[Pointing dataset excerpts]

-----

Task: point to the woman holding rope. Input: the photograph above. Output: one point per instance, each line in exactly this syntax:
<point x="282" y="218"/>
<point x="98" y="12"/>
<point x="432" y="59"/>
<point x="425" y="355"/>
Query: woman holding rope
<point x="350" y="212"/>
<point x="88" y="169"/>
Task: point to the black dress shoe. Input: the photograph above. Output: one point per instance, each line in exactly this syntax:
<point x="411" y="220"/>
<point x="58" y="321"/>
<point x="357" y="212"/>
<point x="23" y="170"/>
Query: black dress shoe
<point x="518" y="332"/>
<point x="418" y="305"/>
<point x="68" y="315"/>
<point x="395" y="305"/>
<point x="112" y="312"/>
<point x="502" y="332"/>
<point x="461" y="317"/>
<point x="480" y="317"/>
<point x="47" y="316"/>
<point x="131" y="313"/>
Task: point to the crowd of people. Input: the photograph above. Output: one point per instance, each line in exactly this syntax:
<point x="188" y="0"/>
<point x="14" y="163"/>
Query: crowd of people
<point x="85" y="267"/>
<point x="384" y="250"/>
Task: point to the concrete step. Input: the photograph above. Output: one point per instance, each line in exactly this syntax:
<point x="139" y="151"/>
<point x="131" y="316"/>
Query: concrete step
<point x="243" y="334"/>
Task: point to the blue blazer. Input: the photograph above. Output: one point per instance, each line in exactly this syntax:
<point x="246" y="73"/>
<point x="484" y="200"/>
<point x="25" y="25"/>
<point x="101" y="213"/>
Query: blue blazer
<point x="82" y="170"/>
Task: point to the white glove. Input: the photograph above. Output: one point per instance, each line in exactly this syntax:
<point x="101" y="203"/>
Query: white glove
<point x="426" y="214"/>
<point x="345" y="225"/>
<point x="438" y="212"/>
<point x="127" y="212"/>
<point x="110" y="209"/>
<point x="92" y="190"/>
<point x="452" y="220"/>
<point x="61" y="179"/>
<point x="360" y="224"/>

-----

#### [WHAT YOU HAVE TO DO]
Copy every record exactly, with nothing added or dropped.

#### [RESULT]
Task: point to the woman holding rope. Input: the photograph above. Output: one point per instance, each line in exactly this syntax:
<point x="282" y="218"/>
<point x="98" y="12"/>
<point x="432" y="59"/>
<point x="425" y="355"/>
Query: woman holding rope
<point x="350" y="212"/>
<point x="88" y="169"/>
Task: point to the black dress shoe. Input: the photograph above. Output: one point per instance, each line in exactly this syntax:
<point x="411" y="220"/>
<point x="58" y="321"/>
<point x="357" y="212"/>
<point x="23" y="170"/>
Query: black dress shoe
<point x="518" y="332"/>
<point x="418" y="305"/>
<point x="68" y="315"/>
<point x="395" y="305"/>
<point x="112" y="312"/>
<point x="502" y="332"/>
<point x="461" y="317"/>
<point x="480" y="317"/>
<point x="47" y="316"/>
<point x="131" y="313"/>
Task: point to the crowd of people. Input: the photograph above. Output: one point per instance, each line in exactly this syntax:
<point x="188" y="0"/>
<point x="14" y="163"/>
Query: crowd of people
<point x="85" y="267"/>
<point x="384" y="250"/>
Task: point to the concrete step. Input: the photograph above. Output: one point per instance, each line in exactly this syntax:
<point x="139" y="151"/>
<point x="131" y="316"/>
Query: concrete step
<point x="243" y="334"/>
Task: point to the blue blazer. Input: the photograph above. Output: one point per instance, each line in exactly this syntax:
<point x="246" y="73"/>
<point x="484" y="200"/>
<point x="25" y="25"/>
<point x="101" y="213"/>
Query: blue blazer
<point x="82" y="170"/>
Task: point to the white glove. Input: the photograph above. Output: one point per instance, each line in exactly this syntax:
<point x="101" y="203"/>
Query: white glove
<point x="426" y="214"/>
<point x="345" y="225"/>
<point x="438" y="212"/>
<point x="127" y="212"/>
<point x="110" y="209"/>
<point x="92" y="190"/>
<point x="452" y="220"/>
<point x="61" y="179"/>
<point x="360" y="224"/>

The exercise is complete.